» Complete the following
1. List every cause the march article gives for what Trump called "American carnage."
2. According to the march article, about how many people marched in Columbia?
3. From the march article, output the passage from "Editor's Note: Mid-Missourians on" to "even the planet.", copied word for word.

═══ Text section

Marchers say minorities, women and freedoms have suffered greatly under Trump

Tony Smith, a member of Jefferson City Area Indivisible, holds up a sign Saturday during the Columbia Solidarity March and Rally outside of the Columbia Municipal Court.
Tony Smith, a member of Jefferson City Area Indivisible, holds up a sign Saturday during the Columbia Solidarity March and Rally outside of the Columbia Municipal Court.

Editor's Note: Mid-Missourians on the other side of this issue also rallied Saturday. Read that coverage here.

COLUMBIA, Mo. - A mass of people that included many Jefferson City residents and Mid-Missourians took to the streets Saturday across the United States again, a year after last January's Women's March and the inauguration of a presidency many Americans see as a threat to themselves and even the planet.

President Donald Trump spoke a year ago at his inauguration about promises to restore order to what he and supporters saw as a nation out of control.

Trump spoke about a status quo of politics and business that had drained the United States of wealth, productivity and wellbeing - "American carnage" in his terms, due to job losses, poverty, inadequate educations, crime, drugs and global profits not reaching enough American families.

"The forgotten men and women of our country will be forgotten no longer. Everyone is listening to you now. You came by the tens of millions to become part of a historic movement the likes of which the world has never seen before. At the center of this movement is a crucial conviction: That a nation exists to serve its citizens," Trump said at the time.

A year later, as with the Women's March before it, many people - numbering in at least the hundreds of thousands nationally and about 1,650 in Columbia this time around - took to the streets to make sure they and others were not forgotten, to demand and inhabit a literal space for their voices to be heard.

These were not Trump supporters, though, but people who felt not just forgotten but threatened by Trump, his administration's policies and the direction of the country under him.

Saturday's Solidarity Rally and March in downtown Columbia held by the Mid-Missouri Solidarity Network was co-sponsored by dozens of Mid-Missouri organizations, including Jefferson City Area Indivisible, Capital Area Missouri NOW, Faith Voices of Jefferson City, Jefferson City NAACP, and the Democratic clubs of Cole and Callaway counties.

Though the defeat of Trump-endorsed U.S. Senate candidate Roy Moore in Alabama last month gave her hope, Ann Bickel, of Jefferson City, said, "I think we're going to go through a lot before three years is up."

Among Bickel - who marched with Jefferson City Area Indivisible - and fellow protesters were children pushed in strollers or pulled in wagons. "I love seeing the new mothers bringing their children out," she said.

In part because she was a young mother in the 1960s, she said she didn't march in that era of civil rights and anti-war protests. Her friends did, though, and she said she always regretted not joining them.

Leigh Klein, of Jefferson City and also with JCAI, said the direction of the country under Trump isn't going toward the kind of world she wants her grandchildren to grow up in.

Klein felt particularly motivated to voice her dissent because of her desire for protecting abortion rights and "Dreamers," and the administration's lack of concern for climate change and scientific research.

══════
═══ Provided material

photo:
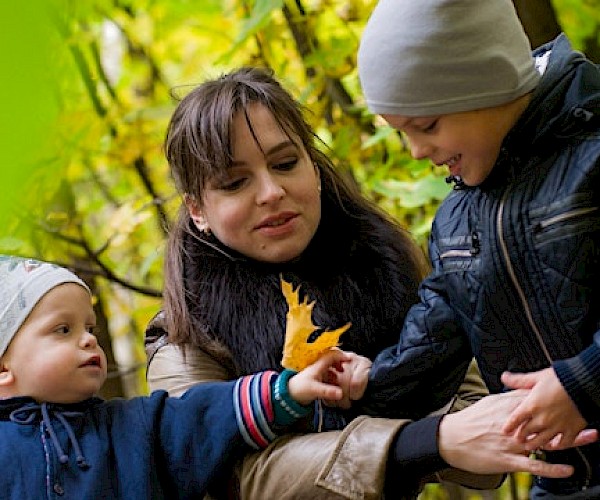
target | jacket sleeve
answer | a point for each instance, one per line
(579, 376)
(424, 369)
(347, 464)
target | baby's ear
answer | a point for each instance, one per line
(6, 376)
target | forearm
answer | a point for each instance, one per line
(579, 376)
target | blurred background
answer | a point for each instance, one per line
(87, 88)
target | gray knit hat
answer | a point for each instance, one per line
(23, 282)
(433, 57)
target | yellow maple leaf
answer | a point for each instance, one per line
(298, 352)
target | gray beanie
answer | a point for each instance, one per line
(23, 282)
(433, 57)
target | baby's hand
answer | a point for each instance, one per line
(351, 376)
(547, 417)
(315, 381)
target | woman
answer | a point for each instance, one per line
(261, 203)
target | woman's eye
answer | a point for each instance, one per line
(286, 165)
(232, 185)
(430, 127)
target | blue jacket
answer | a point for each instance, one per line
(144, 448)
(516, 262)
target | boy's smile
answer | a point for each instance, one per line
(468, 143)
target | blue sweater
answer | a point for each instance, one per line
(147, 447)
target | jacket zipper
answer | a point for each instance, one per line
(566, 216)
(523, 299)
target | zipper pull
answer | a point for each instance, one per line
(475, 243)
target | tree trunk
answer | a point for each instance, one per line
(539, 20)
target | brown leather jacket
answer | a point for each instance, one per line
(347, 464)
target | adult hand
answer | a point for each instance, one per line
(547, 414)
(473, 440)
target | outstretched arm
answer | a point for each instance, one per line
(473, 439)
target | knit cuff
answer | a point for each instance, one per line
(252, 401)
(579, 376)
(287, 409)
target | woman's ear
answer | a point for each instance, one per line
(196, 214)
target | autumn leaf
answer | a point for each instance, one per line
(298, 352)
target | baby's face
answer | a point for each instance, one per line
(468, 143)
(55, 355)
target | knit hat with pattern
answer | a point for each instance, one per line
(23, 282)
(433, 57)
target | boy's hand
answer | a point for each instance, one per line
(352, 377)
(472, 439)
(314, 382)
(547, 418)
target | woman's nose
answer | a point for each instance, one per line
(269, 190)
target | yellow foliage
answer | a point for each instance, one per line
(298, 352)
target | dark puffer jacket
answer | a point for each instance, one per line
(516, 263)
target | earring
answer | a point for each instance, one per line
(201, 224)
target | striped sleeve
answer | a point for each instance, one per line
(253, 406)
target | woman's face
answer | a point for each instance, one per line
(269, 206)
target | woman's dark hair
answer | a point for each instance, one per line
(198, 147)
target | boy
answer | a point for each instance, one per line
(57, 439)
(515, 248)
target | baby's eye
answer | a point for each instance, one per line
(63, 330)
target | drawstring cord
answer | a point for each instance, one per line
(28, 414)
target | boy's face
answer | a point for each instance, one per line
(54, 356)
(468, 143)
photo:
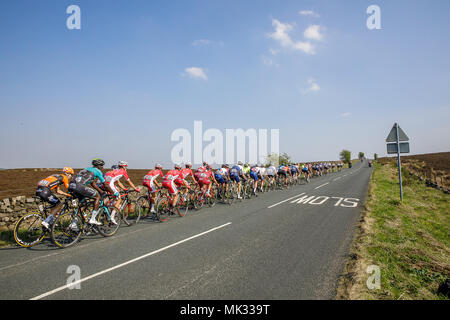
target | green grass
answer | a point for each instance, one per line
(6, 238)
(408, 240)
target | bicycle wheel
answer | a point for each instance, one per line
(29, 230)
(142, 208)
(108, 228)
(162, 208)
(67, 229)
(129, 213)
(199, 200)
(229, 196)
(212, 199)
(183, 205)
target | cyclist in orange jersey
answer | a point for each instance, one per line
(47, 186)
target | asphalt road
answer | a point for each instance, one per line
(282, 245)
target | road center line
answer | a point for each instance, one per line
(285, 200)
(321, 186)
(126, 263)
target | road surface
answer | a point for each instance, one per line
(282, 245)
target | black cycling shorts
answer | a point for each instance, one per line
(81, 191)
(47, 195)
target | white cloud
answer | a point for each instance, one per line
(204, 42)
(207, 42)
(281, 34)
(313, 87)
(196, 73)
(313, 32)
(306, 47)
(308, 13)
(269, 62)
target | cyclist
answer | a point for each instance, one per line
(271, 173)
(305, 170)
(254, 172)
(45, 189)
(169, 183)
(78, 186)
(204, 179)
(114, 176)
(222, 177)
(150, 181)
(262, 175)
(186, 172)
(236, 173)
(283, 171)
(294, 170)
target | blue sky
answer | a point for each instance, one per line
(137, 70)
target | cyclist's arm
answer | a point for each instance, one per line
(132, 185)
(121, 185)
(59, 191)
(100, 191)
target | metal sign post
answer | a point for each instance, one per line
(396, 135)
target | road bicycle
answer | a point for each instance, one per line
(164, 208)
(72, 224)
(127, 210)
(144, 204)
(225, 193)
(201, 197)
(29, 231)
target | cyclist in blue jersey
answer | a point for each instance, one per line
(78, 186)
(222, 176)
(236, 173)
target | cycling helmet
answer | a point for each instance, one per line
(98, 162)
(68, 170)
(123, 163)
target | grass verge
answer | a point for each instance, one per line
(409, 241)
(6, 238)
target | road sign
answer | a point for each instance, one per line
(392, 148)
(392, 137)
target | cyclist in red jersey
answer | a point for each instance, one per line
(186, 172)
(150, 181)
(114, 176)
(169, 183)
(205, 174)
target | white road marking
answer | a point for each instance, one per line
(285, 200)
(126, 263)
(321, 185)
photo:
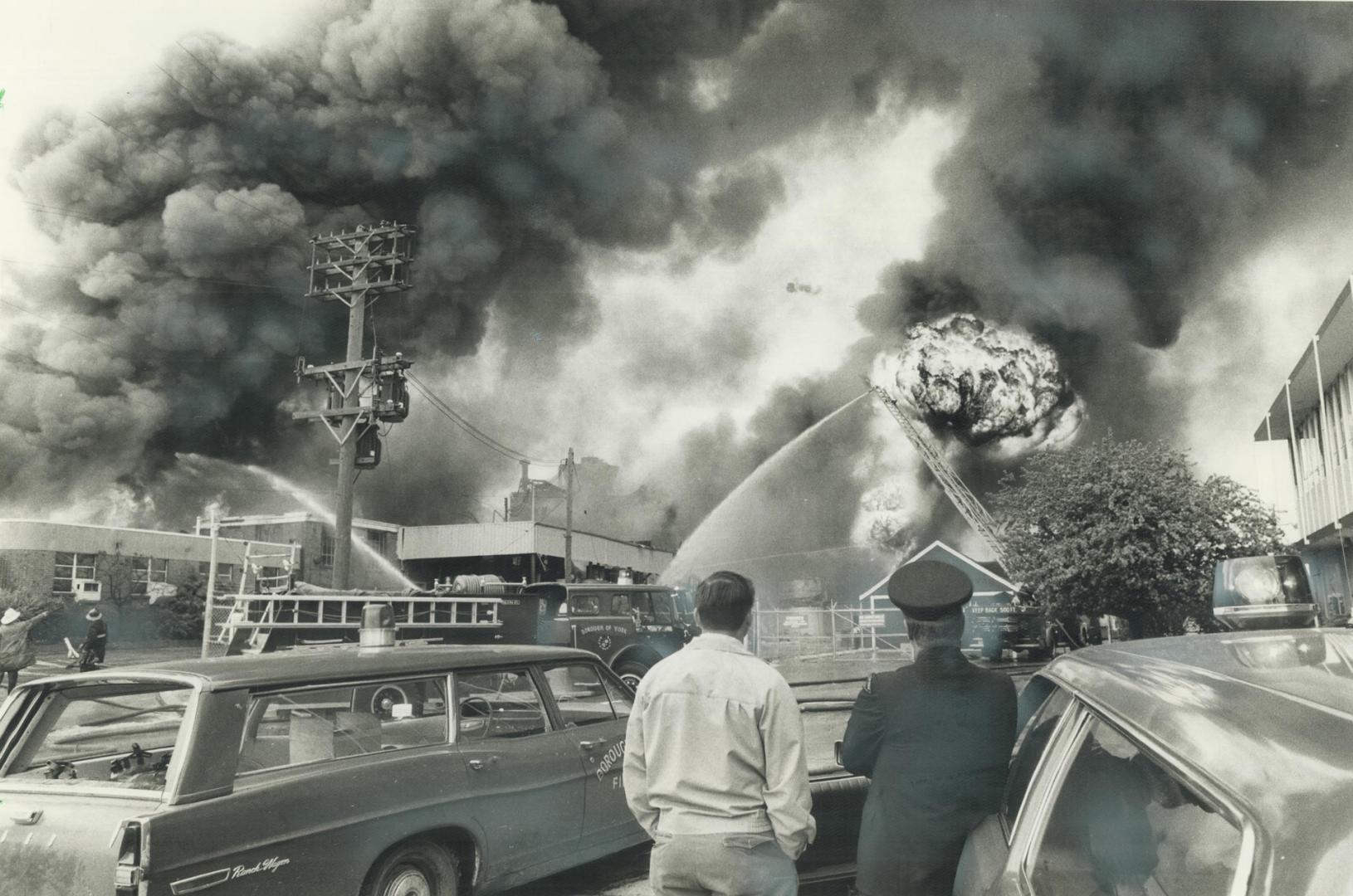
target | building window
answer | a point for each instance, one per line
(225, 575)
(69, 567)
(326, 548)
(148, 569)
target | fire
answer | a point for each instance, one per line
(985, 382)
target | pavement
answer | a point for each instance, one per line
(826, 687)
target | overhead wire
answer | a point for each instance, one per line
(479, 436)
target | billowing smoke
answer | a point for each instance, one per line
(1115, 165)
(983, 382)
(515, 135)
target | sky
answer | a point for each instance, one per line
(686, 298)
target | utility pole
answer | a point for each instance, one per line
(569, 518)
(356, 269)
(210, 604)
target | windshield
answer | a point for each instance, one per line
(1248, 582)
(118, 734)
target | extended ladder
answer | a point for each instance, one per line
(966, 503)
(256, 621)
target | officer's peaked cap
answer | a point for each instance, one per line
(927, 590)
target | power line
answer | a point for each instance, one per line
(487, 441)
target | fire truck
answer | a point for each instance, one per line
(628, 626)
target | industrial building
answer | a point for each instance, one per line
(120, 569)
(375, 562)
(522, 552)
(1312, 414)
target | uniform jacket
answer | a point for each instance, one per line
(935, 738)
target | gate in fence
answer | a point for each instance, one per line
(808, 633)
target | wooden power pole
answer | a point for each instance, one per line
(569, 518)
(358, 268)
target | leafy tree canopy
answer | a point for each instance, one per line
(1127, 528)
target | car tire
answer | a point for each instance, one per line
(417, 868)
(631, 674)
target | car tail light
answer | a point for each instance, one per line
(128, 874)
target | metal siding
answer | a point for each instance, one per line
(131, 543)
(466, 539)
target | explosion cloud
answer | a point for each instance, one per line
(983, 382)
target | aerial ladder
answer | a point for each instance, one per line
(966, 503)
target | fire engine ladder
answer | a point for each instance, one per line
(266, 582)
(255, 619)
(966, 503)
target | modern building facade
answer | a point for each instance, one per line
(1312, 414)
(522, 552)
(122, 571)
(375, 562)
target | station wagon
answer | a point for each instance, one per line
(1209, 765)
(369, 772)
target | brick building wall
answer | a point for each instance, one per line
(40, 562)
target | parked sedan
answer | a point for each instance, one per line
(1207, 765)
(378, 772)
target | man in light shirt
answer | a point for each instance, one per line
(715, 765)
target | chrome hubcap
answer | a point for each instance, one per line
(409, 883)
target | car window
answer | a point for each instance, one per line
(579, 695)
(1033, 743)
(1123, 823)
(314, 724)
(107, 734)
(621, 699)
(502, 703)
(654, 607)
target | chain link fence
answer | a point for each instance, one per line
(808, 633)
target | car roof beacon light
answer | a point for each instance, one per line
(378, 626)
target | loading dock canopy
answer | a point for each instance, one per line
(498, 539)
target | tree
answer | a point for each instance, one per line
(1127, 528)
(116, 573)
(182, 614)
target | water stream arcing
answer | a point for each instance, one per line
(790, 518)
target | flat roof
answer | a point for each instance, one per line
(497, 539)
(36, 534)
(313, 665)
(298, 517)
(1336, 343)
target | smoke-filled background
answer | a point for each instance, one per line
(672, 236)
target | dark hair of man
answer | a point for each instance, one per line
(945, 631)
(723, 601)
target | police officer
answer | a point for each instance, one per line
(934, 737)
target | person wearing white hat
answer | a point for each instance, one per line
(15, 650)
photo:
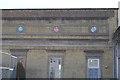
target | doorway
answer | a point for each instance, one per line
(55, 67)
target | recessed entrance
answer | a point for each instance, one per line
(55, 67)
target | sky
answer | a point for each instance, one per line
(26, 4)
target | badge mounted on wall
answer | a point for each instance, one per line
(56, 29)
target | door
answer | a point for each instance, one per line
(93, 68)
(55, 67)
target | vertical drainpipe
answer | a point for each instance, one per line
(118, 22)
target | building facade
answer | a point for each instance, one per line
(61, 43)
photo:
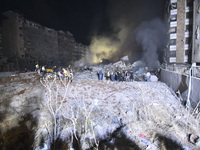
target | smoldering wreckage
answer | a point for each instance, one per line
(45, 112)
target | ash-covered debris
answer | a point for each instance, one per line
(92, 111)
(121, 70)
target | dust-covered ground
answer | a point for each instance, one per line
(97, 114)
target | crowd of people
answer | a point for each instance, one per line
(117, 76)
(61, 72)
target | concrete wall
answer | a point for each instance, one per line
(180, 82)
(180, 40)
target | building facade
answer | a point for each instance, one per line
(26, 43)
(180, 31)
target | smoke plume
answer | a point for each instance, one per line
(133, 31)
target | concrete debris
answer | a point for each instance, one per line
(140, 109)
(194, 138)
(153, 78)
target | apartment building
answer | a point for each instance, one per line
(180, 31)
(26, 43)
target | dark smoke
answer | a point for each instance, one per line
(127, 20)
(151, 36)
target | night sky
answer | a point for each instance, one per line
(87, 18)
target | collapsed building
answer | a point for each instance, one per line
(25, 43)
(182, 71)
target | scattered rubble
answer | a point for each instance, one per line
(146, 113)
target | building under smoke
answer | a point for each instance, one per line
(26, 43)
(183, 31)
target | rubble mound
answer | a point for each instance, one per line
(97, 113)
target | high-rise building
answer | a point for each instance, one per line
(180, 31)
(26, 43)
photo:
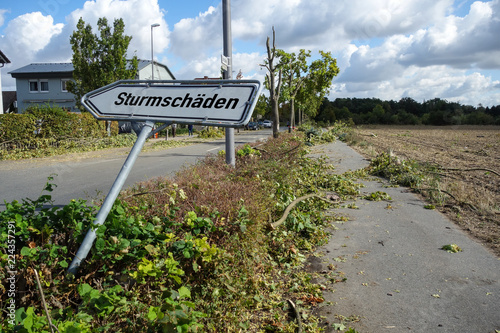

══════

» Answers for this exercise
1.
- Job losses
- Poverty
- Inadequate educations
- Crime
- Drugs
- Global profits not reaching enough American families

2. About 1,650 people.

3.
Editor's Note: Mid-Missourians on the other side of this issue also rallied Saturday. Read that coverage here.

COLUMBIA, Mo. - A mass of people that included many Jefferson City residents and Mid-Missourians took to the streets Saturday across the United States again, a year after last January's Women's March and the inauguration of a presidency many Americans see as a threat to themselves and even the planet.